WORK REQUIRED
Set down the final part of the listing, which starts at the line containing "[(328, 216), (312, 228), (287, 97)]" and runs to the last line, exactly and completely.

--- LISTED ENTRIES Enclosed Below ---

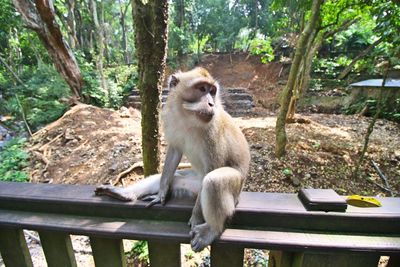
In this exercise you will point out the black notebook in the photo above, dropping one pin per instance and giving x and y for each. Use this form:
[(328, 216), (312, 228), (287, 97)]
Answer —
[(322, 199)]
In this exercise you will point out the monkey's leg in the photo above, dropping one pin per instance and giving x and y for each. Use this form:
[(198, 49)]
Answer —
[(147, 186), (218, 197), (197, 215)]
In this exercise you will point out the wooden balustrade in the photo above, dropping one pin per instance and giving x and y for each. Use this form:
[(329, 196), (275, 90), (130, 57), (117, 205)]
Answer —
[(273, 221)]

--- End of Enclosed LISTED ENTRIES ---

WRITTEN SOLUTION
[(328, 216), (312, 228), (287, 97)]
Answer —
[(322, 199)]
In this exercise you will point out the monkey's leg in the photo above, dropping one pin per instance and giving x and y for each. Use this form:
[(198, 49)]
Answer —
[(147, 186), (218, 197), (197, 215)]
In this exercise you will point out the wooden balustrade in the photo above, dropping one pin per instance and giving x and y for each. Use this form:
[(329, 196), (275, 90), (130, 57), (117, 205)]
Answer —
[(273, 221)]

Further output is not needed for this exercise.